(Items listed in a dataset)
###

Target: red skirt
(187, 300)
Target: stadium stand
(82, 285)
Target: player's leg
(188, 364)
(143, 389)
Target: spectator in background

###

An exact copy of every entry is what is needed here.

Problem solution:
Target: red skirt
(187, 300)
Target: stadium stand
(82, 285)
Target: player's leg
(188, 364)
(143, 389)
Target: spectator in background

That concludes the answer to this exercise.